Records:
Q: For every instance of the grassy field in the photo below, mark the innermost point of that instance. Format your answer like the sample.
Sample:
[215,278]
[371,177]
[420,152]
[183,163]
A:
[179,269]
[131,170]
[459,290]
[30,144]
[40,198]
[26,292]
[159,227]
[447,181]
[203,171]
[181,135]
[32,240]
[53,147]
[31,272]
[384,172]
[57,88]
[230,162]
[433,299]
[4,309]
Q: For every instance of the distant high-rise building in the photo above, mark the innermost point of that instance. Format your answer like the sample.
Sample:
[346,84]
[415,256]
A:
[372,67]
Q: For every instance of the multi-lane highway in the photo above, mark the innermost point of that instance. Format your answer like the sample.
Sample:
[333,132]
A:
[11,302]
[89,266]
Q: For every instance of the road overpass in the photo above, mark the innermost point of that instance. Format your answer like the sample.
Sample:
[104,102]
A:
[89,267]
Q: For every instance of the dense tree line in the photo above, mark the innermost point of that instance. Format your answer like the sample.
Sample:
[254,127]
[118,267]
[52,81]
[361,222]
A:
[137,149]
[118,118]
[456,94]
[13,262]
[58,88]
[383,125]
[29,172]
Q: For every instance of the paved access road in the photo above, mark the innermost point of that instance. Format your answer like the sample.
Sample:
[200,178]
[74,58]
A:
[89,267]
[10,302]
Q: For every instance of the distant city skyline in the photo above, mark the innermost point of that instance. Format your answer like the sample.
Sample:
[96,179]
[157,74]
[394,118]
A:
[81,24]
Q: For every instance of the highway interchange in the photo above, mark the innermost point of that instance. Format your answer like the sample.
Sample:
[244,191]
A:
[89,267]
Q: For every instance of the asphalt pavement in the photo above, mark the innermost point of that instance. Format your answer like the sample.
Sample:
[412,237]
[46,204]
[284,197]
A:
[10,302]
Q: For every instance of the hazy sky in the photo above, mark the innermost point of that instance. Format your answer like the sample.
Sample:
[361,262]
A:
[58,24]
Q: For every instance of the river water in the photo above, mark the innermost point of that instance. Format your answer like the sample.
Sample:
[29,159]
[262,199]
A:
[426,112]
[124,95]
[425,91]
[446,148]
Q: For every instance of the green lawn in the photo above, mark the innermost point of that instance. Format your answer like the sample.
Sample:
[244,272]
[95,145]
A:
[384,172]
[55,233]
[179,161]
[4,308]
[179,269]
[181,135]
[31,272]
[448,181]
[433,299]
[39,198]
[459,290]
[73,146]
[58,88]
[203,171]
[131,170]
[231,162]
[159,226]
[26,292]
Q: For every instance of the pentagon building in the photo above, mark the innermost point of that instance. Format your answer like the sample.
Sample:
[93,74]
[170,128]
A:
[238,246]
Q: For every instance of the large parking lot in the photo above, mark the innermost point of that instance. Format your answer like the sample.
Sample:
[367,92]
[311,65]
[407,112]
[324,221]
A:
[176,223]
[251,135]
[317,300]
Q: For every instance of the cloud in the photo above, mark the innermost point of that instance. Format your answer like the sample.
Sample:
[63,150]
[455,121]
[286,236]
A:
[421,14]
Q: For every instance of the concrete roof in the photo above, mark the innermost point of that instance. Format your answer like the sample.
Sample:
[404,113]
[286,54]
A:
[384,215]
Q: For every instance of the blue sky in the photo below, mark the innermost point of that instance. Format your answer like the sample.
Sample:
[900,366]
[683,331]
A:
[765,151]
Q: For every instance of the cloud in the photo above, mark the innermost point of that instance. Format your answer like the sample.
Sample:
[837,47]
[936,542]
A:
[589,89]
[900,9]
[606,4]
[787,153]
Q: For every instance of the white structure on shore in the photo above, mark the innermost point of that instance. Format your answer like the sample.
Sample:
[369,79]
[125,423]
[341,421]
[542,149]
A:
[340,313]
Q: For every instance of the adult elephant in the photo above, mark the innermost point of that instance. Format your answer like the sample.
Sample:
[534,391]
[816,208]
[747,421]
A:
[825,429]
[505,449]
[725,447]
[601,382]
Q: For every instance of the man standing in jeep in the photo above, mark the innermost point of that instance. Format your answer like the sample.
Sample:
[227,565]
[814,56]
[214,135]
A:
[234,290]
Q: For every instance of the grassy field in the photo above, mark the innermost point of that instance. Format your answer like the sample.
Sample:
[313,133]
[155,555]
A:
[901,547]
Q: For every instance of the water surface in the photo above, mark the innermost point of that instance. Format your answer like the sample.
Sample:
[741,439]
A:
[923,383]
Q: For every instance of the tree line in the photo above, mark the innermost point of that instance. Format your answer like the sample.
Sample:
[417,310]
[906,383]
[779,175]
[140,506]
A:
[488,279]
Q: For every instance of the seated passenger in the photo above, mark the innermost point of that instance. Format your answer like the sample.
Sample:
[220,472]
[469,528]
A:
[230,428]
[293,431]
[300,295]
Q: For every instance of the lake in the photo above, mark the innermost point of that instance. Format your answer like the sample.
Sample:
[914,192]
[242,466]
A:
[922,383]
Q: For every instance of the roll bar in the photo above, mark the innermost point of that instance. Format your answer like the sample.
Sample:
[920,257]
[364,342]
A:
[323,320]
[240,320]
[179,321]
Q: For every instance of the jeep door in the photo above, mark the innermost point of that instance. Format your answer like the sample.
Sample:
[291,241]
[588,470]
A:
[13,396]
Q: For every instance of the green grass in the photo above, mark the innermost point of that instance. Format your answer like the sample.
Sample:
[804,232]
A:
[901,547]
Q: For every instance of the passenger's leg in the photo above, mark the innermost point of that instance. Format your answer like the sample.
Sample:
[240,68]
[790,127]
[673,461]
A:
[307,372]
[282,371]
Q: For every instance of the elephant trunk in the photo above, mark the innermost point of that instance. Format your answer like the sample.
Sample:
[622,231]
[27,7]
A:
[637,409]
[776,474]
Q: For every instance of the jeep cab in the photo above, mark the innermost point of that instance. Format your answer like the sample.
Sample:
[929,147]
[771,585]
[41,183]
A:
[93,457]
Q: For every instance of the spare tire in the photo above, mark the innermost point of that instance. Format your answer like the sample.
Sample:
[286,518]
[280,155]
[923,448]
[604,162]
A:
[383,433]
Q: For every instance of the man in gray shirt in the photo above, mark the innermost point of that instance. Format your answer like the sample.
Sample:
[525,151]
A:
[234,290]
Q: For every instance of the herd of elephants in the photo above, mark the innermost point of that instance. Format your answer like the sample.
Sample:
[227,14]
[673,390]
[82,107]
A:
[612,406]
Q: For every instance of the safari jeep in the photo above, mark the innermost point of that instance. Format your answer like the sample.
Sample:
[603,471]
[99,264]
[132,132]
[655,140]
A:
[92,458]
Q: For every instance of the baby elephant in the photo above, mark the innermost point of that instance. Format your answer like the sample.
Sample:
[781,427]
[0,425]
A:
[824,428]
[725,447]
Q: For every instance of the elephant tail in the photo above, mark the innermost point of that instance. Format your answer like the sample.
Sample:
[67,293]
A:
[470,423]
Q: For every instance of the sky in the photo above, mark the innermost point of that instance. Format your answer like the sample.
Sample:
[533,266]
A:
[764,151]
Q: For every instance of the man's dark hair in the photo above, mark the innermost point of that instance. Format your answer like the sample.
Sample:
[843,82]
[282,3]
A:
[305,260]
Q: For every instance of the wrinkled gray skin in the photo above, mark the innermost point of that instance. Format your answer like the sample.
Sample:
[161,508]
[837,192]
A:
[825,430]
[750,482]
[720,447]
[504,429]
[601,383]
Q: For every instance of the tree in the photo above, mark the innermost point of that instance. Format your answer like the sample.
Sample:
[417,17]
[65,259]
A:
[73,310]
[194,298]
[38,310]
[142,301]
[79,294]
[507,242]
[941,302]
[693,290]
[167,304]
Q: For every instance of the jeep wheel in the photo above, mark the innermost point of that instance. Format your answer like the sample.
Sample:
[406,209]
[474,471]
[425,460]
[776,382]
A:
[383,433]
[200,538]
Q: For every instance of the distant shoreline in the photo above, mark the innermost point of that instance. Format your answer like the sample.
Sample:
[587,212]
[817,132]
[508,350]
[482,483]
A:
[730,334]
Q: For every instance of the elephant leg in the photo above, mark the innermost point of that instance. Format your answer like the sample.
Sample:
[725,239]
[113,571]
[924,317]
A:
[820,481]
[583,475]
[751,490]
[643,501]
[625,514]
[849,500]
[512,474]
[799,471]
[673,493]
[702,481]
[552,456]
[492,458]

SET EXERCISE: Copy the records above verbatim, starting at the line that contains "Q: For every instance of the distant shoreline" and continuing through the final line of the records.

FULL SOLUTION:
Q: For every instance of the distant shoreline in the photo above, mark the innermost point of that instance. Format your answer like the sample.
Sample:
[587,212]
[817,132]
[508,350]
[482,483]
A:
[730,334]
Q: For every instance of the elephant leg in the photo above, mark the innermost point of that instance. Format your answer like the sample.
Sample:
[725,239]
[113,571]
[924,317]
A:
[820,481]
[583,475]
[751,490]
[643,501]
[625,514]
[849,500]
[512,474]
[799,471]
[673,493]
[702,481]
[552,456]
[492,458]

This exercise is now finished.